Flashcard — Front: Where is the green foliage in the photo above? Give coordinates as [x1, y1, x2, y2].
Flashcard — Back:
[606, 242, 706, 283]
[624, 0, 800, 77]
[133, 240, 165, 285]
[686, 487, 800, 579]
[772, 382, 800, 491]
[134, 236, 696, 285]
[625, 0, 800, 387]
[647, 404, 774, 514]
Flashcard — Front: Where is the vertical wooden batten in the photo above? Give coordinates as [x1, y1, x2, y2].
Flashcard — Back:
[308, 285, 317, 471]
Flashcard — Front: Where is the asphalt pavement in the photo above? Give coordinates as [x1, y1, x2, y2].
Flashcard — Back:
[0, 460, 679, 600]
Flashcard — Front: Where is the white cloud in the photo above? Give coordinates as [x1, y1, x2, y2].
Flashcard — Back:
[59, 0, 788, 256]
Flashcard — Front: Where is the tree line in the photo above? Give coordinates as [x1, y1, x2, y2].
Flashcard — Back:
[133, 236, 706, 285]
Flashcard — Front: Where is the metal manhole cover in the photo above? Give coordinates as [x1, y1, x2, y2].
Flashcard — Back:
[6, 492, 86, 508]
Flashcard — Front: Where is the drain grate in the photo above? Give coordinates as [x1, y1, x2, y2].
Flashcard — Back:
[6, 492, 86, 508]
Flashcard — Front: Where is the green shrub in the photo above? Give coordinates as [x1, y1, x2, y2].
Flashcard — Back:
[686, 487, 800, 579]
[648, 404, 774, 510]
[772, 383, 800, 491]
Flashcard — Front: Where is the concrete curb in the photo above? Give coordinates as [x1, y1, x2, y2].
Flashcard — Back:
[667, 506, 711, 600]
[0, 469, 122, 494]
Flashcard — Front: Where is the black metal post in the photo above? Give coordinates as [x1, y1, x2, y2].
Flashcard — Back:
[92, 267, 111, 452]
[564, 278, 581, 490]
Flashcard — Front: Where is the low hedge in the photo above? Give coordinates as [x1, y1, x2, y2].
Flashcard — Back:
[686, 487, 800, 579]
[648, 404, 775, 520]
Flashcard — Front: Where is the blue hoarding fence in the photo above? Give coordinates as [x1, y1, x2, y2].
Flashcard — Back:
------------------------------------
### Goal
Recast all of the records above as a JSON list of strings, with each line as its own string and any blank lines left out.

### The answer
[
  "Flashcard — Front: Where is the green foliage in the photo above? Give coordinates as [x1, y1, x2, y2].",
  "Flashcard — Back:",
  "[606, 242, 706, 283]",
  "[624, 0, 800, 77]",
  "[133, 240, 165, 285]",
  "[686, 487, 800, 579]",
  "[772, 382, 800, 491]",
  "[134, 236, 696, 285]",
  "[625, 0, 800, 387]",
  "[647, 404, 774, 514]",
  "Flashcard — Front: Where is the vertical wooden batten in the photo above? Give coordinates as [x1, y1, x2, y2].",
  "Flashcard — Back:",
  "[308, 285, 317, 471]",
  "Flashcard — Front: Where is the asphalt pavement in the photo above? Give coordinates as [x1, y1, x2, y2].",
  "Flashcard — Back:",
  "[0, 460, 679, 600]",
  "Flashcard — Front: Where is the white cloud in the photo above? Give coordinates as [x1, y1, x2, y2].",
  "Flashcard — Back:",
  "[59, 0, 788, 256]",
  "Flashcard — Front: Where is the tree line in the photo above? Give coordinates as [x1, y1, x2, y2].",
  "Flashcard — Back:",
  "[133, 236, 706, 285]",
  "Flashcard — Front: Where is the metal manhole cover in the photo above? Give coordinates as [x1, y1, x2, y2].",
  "Flashcard — Back:",
  "[6, 492, 86, 508]",
  "Flashcard — Front: Where is the drain grate in the photo above? Give coordinates as [x1, y1, x2, y2].",
  "Flashcard — Back:",
  "[6, 492, 86, 508]",
  "Flashcard — Front: Where is the green shrub in the photo above? Give coordinates as [x1, y1, x2, y2].",
  "Flashcard — Back:",
  "[686, 487, 800, 579]",
  "[648, 404, 774, 510]",
  "[772, 383, 800, 491]",
  "Flashcard — Front: Where is the concrete curb in the photo above? Give coordinates as [x1, y1, x2, y2].",
  "Flashcard — Back:",
  "[667, 506, 711, 600]",
  "[0, 469, 122, 494]",
  "Flashcard — Front: Where is the black metal post in the photo above? Give coordinates as [x1, y1, x2, y2].",
  "Flashcard — Back:",
  "[92, 267, 111, 452]",
  "[564, 278, 581, 490]",
  "Flashcard — Front: Where is the low hedge in the photo above? Give coordinates as [x1, y1, x2, y2].",
  "Flashcard — Back:",
  "[686, 487, 800, 579]",
  "[648, 404, 775, 520]",
  "Flashcard — Front: Where is the blue hoarding fence in the photo above? Give coordinates as [x1, y1, x2, y2].",
  "Flashcard — Back:"
]